=== EXERCISES ===
1. From the Necron font thread, reproduce the passage starting at "I was alerted" and ending at "(Apr 7, 2012)".
2. Rewrite the rows starting at the line that contains "Give the innermost point of each instance of the person filming" and ending at the end of the rows, with "bar stool" changed to "counter stool" and nothing else altered. Return only those lines.
:: EXCERPT PROVIDED ::
# NECRON Font Pack for Y'all



## ARMORMAN (Jun 8, 2008)

Hello all!

I have a gift for you.

With the help of a gentleman over at the Russian 40k forum, I now present to you the Necron True Type Font Face for your Necron army!


----------



## Igniskhin (May 19, 2011)

I see airbrush templates... and that makes me happy. thank you for this


----------



## ARMORMAN (Jun 8, 2008)

I'm glad you could use it.


----------



## CardShark (Dec 20, 2010)

definitly using this thanks a bunch


----------



## ARMORMAN (Jun 8, 2008)

I culled the majority of them off the last 2 codexes and photos of the monolith, if anybody was wondering where they came from.


----------



## ARMORMAN (Jun 8, 2008)

Folks,

I was alerted that the link above does not work, so I posted the file here:

http://www.mediafire.com/?ylfu2rwwb3wik2b

sorry for any problems you may have had getting this file.


----------



## falcoso (Apr 7, 2012)

WHy thank you +rep to you good sir


----------



## Talik13 (Apr 9, 2015)

You are a fine human being. Thank you!


----------



## ARMORMAN (Jun 8, 2008)

You are more than welcome!


----------
:::
:: SUPPLIED INFORMATION ::
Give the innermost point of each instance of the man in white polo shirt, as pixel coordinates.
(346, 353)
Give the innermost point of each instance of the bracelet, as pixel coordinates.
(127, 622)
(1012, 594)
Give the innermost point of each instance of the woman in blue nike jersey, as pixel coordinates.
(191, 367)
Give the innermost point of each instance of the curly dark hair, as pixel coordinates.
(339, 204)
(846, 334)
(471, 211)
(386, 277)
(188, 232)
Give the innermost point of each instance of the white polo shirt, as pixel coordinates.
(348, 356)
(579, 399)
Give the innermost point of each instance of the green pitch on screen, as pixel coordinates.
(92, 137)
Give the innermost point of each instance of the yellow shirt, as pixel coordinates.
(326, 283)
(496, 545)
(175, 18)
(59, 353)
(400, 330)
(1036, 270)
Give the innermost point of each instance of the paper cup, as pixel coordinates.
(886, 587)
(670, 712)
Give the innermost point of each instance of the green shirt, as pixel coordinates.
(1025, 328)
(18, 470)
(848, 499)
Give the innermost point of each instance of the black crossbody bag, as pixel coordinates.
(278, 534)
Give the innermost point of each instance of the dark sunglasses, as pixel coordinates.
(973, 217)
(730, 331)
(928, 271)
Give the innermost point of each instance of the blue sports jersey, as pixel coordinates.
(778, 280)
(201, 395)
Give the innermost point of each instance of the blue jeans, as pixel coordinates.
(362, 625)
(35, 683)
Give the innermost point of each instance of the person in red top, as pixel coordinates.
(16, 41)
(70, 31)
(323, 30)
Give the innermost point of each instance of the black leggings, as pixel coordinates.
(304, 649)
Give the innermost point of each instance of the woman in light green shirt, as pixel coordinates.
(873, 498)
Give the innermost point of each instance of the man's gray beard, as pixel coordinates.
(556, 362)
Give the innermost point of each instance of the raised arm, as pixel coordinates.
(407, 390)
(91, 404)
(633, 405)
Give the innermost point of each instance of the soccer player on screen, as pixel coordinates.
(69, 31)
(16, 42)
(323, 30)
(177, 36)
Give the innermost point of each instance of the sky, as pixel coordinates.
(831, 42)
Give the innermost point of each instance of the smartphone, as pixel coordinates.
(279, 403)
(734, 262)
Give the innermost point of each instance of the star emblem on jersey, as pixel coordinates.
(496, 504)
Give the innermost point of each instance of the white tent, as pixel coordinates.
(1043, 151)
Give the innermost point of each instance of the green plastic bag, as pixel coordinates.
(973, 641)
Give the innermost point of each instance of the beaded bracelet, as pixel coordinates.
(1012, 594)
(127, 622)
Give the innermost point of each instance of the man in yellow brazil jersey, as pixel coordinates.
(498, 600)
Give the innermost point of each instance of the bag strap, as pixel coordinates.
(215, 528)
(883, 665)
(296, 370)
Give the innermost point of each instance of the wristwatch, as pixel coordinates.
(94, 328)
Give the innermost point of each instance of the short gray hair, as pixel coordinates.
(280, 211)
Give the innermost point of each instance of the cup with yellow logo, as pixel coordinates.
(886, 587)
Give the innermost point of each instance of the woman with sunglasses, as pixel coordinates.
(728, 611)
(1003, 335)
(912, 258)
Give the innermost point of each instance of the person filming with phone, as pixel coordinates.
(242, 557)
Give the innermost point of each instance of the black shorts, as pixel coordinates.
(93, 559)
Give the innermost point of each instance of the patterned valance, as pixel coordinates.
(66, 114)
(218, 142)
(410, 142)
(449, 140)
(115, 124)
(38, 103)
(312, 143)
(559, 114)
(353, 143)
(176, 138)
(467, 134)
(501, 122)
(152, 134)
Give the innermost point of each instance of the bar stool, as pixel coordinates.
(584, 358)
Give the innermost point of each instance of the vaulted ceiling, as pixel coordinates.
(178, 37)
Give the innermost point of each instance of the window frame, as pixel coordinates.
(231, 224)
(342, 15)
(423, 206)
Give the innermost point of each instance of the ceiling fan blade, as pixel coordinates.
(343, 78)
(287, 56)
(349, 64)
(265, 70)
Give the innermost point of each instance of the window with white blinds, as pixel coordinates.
:::
=== RESULTS OF THE EXERCISE ===
1.
I was alerted that the link above does not work, so I posted the file here:

http://www.mediafire.com/?ylfu2rwwb3wik2b

sorry for any problems you may have had getting this file.


----------



## falcoso (Apr 7, 2012)

2.
Give the innermost point of each instance of the person filming with phone, as pixel coordinates.
(242, 557)
Give the innermost point of each instance of the black shorts, as pixel coordinates.
(93, 559)
Give the innermost point of each instance of the patterned valance, as pixel coordinates.
(66, 114)
(218, 142)
(410, 142)
(449, 140)
(115, 124)
(38, 103)
(312, 143)
(559, 114)
(353, 143)
(176, 138)
(467, 134)
(501, 122)
(152, 134)
Give the innermost point of each instance of the counter stool, as pixel coordinates.
(584, 358)
Give the innermost point of each instance of the vaulted ceiling, as pixel coordinates.
(178, 37)
Give the innermost point of each instance of the window frame, as pixel coordinates.
(231, 224)
(342, 15)
(423, 206)
Give the innermost point of each instance of the ceiling fan blade, as pixel coordinates.
(343, 78)
(287, 56)
(349, 64)
(265, 70)
Give the innermost point of each instance of the window with white blinds, as pixel coordinates.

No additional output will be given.